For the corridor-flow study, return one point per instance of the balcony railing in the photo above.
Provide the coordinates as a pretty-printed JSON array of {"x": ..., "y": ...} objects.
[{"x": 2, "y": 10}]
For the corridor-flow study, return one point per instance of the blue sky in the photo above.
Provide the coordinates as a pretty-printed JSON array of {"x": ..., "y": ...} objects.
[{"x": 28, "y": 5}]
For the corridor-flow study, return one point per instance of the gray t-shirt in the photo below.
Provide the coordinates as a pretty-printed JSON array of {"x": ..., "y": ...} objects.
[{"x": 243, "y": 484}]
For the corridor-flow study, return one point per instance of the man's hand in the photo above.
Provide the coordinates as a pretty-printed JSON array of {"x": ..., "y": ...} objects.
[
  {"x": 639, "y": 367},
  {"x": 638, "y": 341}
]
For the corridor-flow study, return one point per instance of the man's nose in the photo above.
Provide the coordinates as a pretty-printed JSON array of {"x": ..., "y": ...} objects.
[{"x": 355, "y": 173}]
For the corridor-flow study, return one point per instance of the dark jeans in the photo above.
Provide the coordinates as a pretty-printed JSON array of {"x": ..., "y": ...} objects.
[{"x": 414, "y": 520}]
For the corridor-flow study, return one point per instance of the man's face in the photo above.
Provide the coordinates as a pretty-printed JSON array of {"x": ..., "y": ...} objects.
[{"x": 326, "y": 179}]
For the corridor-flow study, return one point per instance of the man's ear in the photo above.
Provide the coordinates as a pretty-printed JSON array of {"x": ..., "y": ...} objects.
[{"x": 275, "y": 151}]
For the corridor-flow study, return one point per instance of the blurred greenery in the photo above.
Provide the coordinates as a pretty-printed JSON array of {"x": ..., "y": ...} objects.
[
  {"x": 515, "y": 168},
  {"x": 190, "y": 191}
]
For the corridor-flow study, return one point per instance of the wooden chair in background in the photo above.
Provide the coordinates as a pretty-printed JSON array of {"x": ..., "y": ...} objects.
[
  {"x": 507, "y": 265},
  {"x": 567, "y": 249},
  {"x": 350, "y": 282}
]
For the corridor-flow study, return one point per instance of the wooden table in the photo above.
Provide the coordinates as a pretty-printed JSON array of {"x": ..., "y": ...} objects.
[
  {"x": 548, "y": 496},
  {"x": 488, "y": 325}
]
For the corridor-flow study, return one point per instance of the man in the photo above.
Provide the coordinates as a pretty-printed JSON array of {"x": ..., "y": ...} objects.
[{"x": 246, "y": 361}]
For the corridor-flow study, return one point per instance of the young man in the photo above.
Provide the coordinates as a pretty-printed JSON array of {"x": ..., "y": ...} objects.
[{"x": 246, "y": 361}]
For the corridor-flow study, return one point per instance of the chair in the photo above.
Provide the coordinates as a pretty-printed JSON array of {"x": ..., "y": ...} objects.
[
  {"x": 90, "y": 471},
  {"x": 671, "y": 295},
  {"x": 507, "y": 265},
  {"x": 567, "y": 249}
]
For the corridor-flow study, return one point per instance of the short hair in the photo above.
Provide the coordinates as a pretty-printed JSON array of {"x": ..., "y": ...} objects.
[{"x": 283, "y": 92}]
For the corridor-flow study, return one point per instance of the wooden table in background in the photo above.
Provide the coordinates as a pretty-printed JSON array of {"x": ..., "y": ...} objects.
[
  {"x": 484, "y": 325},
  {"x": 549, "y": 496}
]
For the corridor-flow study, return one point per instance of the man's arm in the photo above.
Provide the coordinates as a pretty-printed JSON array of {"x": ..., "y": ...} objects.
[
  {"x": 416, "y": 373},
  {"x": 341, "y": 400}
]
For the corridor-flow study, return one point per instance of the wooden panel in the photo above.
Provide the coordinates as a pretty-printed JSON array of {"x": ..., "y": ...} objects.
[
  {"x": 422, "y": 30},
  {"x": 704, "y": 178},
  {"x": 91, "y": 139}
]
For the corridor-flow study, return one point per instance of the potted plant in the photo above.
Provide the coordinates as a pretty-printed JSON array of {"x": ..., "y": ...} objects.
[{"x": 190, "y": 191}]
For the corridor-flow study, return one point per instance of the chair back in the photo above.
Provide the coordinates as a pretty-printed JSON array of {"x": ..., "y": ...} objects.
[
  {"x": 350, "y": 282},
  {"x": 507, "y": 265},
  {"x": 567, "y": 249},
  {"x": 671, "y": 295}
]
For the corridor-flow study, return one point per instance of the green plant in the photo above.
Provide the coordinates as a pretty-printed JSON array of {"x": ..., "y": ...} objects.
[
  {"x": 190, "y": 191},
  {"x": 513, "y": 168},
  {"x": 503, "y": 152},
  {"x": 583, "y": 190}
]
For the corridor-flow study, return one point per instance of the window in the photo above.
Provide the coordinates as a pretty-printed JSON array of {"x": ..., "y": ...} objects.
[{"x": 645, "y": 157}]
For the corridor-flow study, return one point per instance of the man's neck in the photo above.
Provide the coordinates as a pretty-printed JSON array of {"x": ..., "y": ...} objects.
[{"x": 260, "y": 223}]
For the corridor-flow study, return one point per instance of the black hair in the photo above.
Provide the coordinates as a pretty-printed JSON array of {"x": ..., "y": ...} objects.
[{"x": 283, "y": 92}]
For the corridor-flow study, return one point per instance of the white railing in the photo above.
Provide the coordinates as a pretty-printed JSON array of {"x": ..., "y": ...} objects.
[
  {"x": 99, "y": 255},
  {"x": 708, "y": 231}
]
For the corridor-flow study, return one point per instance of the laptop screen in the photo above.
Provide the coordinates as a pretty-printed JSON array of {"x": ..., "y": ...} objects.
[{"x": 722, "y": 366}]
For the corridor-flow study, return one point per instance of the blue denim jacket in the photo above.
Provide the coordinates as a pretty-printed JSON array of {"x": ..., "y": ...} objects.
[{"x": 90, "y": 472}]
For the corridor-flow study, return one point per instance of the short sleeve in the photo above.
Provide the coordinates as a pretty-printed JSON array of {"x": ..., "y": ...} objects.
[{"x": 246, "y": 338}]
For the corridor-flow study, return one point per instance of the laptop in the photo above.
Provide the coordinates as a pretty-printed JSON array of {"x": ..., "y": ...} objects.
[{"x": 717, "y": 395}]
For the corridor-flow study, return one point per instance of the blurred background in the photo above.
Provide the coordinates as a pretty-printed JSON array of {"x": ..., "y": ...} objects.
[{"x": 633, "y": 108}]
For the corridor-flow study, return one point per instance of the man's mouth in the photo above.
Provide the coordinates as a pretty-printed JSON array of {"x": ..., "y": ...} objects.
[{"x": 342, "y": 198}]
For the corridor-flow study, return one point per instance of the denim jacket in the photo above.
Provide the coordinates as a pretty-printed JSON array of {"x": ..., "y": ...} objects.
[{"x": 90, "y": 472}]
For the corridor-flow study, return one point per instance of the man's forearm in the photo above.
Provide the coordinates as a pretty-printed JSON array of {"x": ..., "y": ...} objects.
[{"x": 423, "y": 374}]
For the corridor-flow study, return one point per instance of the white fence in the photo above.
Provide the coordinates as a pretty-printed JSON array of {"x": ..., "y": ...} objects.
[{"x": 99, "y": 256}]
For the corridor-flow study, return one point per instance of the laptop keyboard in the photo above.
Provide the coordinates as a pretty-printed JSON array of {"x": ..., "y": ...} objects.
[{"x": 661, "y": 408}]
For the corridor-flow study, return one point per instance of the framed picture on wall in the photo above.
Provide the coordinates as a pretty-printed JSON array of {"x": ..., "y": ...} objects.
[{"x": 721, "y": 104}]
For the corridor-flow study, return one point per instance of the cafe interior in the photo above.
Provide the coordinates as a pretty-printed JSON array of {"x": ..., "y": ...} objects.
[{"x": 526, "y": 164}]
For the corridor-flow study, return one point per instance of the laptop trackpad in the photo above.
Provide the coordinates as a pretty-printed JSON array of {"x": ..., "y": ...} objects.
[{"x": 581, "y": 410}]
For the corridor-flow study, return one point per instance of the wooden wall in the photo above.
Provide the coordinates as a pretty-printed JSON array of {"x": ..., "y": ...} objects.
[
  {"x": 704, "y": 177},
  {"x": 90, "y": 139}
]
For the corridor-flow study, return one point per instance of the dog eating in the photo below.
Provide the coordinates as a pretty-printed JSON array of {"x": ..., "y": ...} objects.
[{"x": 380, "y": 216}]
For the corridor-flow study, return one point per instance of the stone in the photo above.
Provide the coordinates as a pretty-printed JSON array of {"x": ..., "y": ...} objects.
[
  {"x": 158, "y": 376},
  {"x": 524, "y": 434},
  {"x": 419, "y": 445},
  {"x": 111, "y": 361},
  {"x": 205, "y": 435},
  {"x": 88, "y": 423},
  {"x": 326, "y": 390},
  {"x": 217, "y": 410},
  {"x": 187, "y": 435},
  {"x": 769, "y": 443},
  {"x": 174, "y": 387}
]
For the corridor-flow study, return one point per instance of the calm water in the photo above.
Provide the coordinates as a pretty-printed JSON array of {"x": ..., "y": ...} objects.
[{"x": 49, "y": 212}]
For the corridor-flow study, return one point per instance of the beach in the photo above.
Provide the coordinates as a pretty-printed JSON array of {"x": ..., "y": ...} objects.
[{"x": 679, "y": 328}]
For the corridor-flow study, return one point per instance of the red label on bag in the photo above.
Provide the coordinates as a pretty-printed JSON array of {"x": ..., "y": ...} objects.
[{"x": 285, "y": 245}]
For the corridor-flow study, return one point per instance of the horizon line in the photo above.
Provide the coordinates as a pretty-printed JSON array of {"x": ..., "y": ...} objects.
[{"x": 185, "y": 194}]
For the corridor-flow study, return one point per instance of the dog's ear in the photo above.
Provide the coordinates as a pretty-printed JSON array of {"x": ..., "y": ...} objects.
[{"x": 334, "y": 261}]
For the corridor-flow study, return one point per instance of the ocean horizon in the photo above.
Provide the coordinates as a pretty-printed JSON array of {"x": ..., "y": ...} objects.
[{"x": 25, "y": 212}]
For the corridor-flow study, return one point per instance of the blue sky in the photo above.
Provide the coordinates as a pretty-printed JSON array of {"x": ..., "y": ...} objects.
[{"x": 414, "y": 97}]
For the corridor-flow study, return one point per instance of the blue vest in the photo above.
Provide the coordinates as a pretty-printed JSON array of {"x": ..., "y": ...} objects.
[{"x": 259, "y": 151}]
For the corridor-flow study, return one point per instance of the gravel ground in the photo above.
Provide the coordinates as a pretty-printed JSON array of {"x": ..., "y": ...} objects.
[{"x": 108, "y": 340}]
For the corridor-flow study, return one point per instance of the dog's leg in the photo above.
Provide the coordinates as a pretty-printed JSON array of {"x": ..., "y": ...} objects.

━━━━━━━━━━━━━━━━━━━━━━━━━━━━━━

Print exactly the lines above from the one with "on wall in the photo above." to the one with "trackpad in the photo above.", including both.

For the corridor-flow study, return one point per instance of the framed picture on wall in the photo above.
Provide the coordinates as a pretty-printed JSON array of {"x": ..., "y": ...} objects.
[{"x": 721, "y": 104}]
For the corridor-flow study, return one point per instance of the cafe interior in the photo above.
Provide the coordinates as a pretty-printed JSON array of {"x": ..., "y": ...} objects.
[{"x": 526, "y": 164}]
For the corridor-flow study, return one point per instance of the laptop trackpad in the photo above.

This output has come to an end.